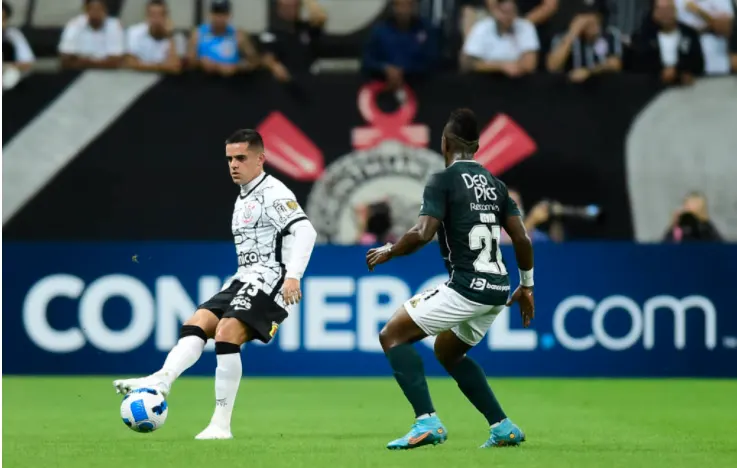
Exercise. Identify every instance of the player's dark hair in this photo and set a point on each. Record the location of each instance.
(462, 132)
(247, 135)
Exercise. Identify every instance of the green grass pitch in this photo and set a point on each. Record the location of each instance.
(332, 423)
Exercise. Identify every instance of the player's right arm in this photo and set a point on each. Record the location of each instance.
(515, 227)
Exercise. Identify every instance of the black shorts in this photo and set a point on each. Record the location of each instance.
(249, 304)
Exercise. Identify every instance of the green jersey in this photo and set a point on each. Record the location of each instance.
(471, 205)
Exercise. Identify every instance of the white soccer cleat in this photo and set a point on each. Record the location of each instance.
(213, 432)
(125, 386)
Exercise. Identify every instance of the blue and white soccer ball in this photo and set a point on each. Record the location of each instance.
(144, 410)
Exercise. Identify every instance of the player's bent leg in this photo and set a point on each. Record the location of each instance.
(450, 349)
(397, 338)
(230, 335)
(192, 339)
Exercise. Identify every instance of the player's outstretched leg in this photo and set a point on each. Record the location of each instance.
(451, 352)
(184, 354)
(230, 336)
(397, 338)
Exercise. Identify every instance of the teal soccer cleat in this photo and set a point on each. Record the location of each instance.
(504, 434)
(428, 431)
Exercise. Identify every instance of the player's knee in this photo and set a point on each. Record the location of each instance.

- - -

> Instructions for the task
Copy the records above word for word, leaving out the picture.

> Result of this task
Exercise. Identify every instance of the player's dark hair in this photo and set a point on each. Record the location of each instance.
(462, 132)
(247, 135)
Exercise. Identify every instance of the green grass pitch in this photo and set a point on each. Record the location of each instance.
(332, 423)
Exercise. Identify every instance of the player's right arm in this photo and set a point on each. Record the location of each instance.
(515, 227)
Exercise. Identify every instance of the black shorts in this photo and set a point on each. Record the location of each instance.
(249, 304)
Exercise. Identify every instance of the green jersey in this photo and set a point on each. Record the location of each instance.
(471, 205)
Exercise. Identify every instance of the white soccer cleat in this photo and set a point on each. Record the location of each instance.
(213, 432)
(125, 386)
Exercise. Identify every instance of the blue and white soccer ball in this photo and set a point on each. Record the location of each instance.
(144, 410)
Exercise. Identify every instance of the player's bent leg in this photo and set a point on each. Record the location of each instance.
(450, 349)
(397, 338)
(230, 335)
(192, 339)
Exercise. Identify every instance of the player's outstretched leg in this photo and set a point on each. Record the location of each instance.
(451, 352)
(184, 354)
(230, 336)
(397, 338)
Exercise. Identify every instance of the teal soccer cleat in this photo and set a point on each. Record the location of each instance.
(504, 434)
(428, 431)
Exercise. Identify every instance of the player's knee in this photo and set a point on each. Record the location of each instance.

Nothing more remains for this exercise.